Saved data entries
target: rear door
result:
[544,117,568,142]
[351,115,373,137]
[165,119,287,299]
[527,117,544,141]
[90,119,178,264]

...

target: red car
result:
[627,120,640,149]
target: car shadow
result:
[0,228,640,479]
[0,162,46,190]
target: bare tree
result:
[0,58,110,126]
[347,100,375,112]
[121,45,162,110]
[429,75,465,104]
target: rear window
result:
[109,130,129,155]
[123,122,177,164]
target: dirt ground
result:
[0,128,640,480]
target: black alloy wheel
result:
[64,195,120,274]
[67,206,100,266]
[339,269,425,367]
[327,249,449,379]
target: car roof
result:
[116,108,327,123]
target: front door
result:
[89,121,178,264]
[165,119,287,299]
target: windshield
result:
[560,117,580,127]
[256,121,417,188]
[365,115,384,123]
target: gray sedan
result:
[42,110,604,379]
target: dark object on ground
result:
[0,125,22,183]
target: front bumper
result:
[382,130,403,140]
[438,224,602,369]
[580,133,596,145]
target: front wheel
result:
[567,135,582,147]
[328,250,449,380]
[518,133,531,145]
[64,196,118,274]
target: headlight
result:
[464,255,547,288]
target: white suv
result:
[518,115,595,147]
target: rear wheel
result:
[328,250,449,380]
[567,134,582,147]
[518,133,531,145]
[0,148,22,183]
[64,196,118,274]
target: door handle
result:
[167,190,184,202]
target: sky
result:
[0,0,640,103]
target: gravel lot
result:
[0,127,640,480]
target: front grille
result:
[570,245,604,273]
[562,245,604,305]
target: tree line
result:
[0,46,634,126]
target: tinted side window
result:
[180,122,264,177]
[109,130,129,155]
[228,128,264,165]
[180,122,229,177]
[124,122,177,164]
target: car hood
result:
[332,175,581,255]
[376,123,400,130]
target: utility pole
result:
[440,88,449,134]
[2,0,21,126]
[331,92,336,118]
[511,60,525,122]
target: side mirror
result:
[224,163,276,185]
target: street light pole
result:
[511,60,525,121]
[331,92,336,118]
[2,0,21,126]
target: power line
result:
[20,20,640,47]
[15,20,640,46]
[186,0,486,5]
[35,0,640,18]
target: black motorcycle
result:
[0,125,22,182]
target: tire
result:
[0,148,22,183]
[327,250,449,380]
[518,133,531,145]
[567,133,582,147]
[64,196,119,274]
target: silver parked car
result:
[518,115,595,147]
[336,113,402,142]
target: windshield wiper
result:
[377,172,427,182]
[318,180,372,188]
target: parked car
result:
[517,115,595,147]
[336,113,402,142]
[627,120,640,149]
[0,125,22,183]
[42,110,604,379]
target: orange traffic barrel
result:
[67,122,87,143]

Instruction:
Convert the records above, from the line containing "target: bare tree" through the line containing "[67,122,87,143]", into a JSON list of strings with one string per line and no blank lines. Leave out everything outside that span.

Written answer:
[
  "target: bare tree",
  "result:",
  "[0,58,110,126]",
  "[347,100,375,112]",
  "[121,45,162,110]",
  "[429,75,465,104]",
  "target: rear window",
  "result:",
  "[109,130,129,155]",
  "[123,122,177,164]",
  "target: dirt ground",
  "result:",
  "[0,128,640,480]",
  "target: black alloy wheel",
  "result:",
  "[64,195,120,274]",
  "[67,206,100,266]",
  "[339,269,425,367]",
  "[327,249,449,379]",
  "target: car roof",
  "result:",
  "[116,108,327,123]",
  "target: front door",
  "result:",
  "[89,121,178,264]",
  "[165,119,287,299]",
  "target: windshield",
  "result:",
  "[560,117,580,127]",
  "[256,121,417,188]",
  "[365,115,384,123]",
  "target: gray sedan",
  "result:",
  "[42,110,604,379]",
  "target: dark object on ground",
  "result:",
  "[0,125,22,183]",
  "target: front bumper",
  "result:",
  "[382,130,403,140]",
  "[438,224,602,369]",
  "[580,133,596,145]",
  "target: front wheel",
  "result:",
  "[567,135,582,147]",
  "[328,250,449,380]",
  "[518,133,531,145]",
  "[64,196,118,274]",
  "target: headlight",
  "result:",
  "[464,255,547,288]",
  "target: white suv",
  "result:",
  "[518,115,595,147]",
  "target: rear wheel",
  "result:",
  "[328,250,449,380]",
  "[567,134,582,147]",
  "[518,133,531,145]",
  "[0,148,22,183]",
  "[64,196,118,274]",
  "target: door handle",
  "result:",
  "[167,190,184,202]",
  "target: sky",
  "result:",
  "[0,0,640,103]",
  "target: gravel lot",
  "result:",
  "[0,127,640,480]",
  "target: front grille",
  "result:",
  "[570,245,604,273]",
  "[562,245,604,305]",
  "target: tree line",
  "result:",
  "[0,46,634,126]",
  "target: tinted side window",
  "result:",
  "[180,122,264,177]",
  "[109,130,129,155]",
  "[228,128,264,165]",
  "[180,122,229,177]",
  "[124,122,177,164]",
  "target: car hood",
  "result:",
  "[332,175,581,255]",
  "[376,123,400,130]",
  "target: utility pole",
  "result:",
  "[440,88,449,134]",
  "[2,0,21,126]",
  "[331,92,336,118]",
  "[511,60,525,122]",
  "target: side mirror",
  "result:",
  "[224,163,276,185]",
  "target: street light pole",
  "result:",
  "[511,60,525,121]",
  "[331,92,336,118]",
  "[2,0,21,126]",
  "target: power line",
  "result:",
  "[20,20,640,47]",
  "[15,20,640,46]",
  "[186,0,486,5]",
  "[35,0,640,18]",
  "target: black motorcycle",
  "result:",
  "[0,125,22,182]",
  "target: tire",
  "result:",
  "[0,148,22,183]",
  "[327,250,449,380]",
  "[518,133,531,145]",
  "[567,133,582,147]",
  "[64,196,119,274]",
  "target: silver parked car",
  "result:",
  "[518,115,595,147]",
  "[336,113,402,142]",
  "target: windshield wiper",
  "result:",
  "[377,172,427,182]",
  "[318,180,372,188]",
  "target: parked car",
  "result:",
  "[517,115,595,147]",
  "[336,113,402,142]",
  "[627,120,640,149]",
  "[0,125,22,183]",
  "[42,110,604,379]",
  "target: orange traffic barrel",
  "result:",
  "[67,122,87,143]"
]